§ Instructions to follow: Omit all images, then return the remaining material exactly as it stands.

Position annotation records
━━━━━━━━━━

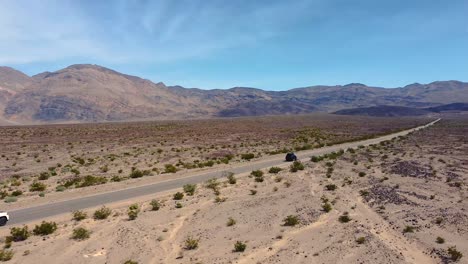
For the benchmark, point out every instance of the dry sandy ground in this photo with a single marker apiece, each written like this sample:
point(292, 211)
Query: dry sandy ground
point(405, 184)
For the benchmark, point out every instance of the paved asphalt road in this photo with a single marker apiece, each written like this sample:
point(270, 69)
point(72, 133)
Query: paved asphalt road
point(47, 210)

━━━━━━━━━━

§ Answer to this problem:
For the benchmark, point out every instance of the dry sandy ground in this photo with a single marker apiece, each written like this sample:
point(292, 211)
Query: dry sandy ground
point(405, 184)
For the benchmark, point out every instance of the paved asphalt road in this photo with a single marker apiece, each written like this sample:
point(270, 69)
point(72, 133)
Query: paved asphalt road
point(47, 210)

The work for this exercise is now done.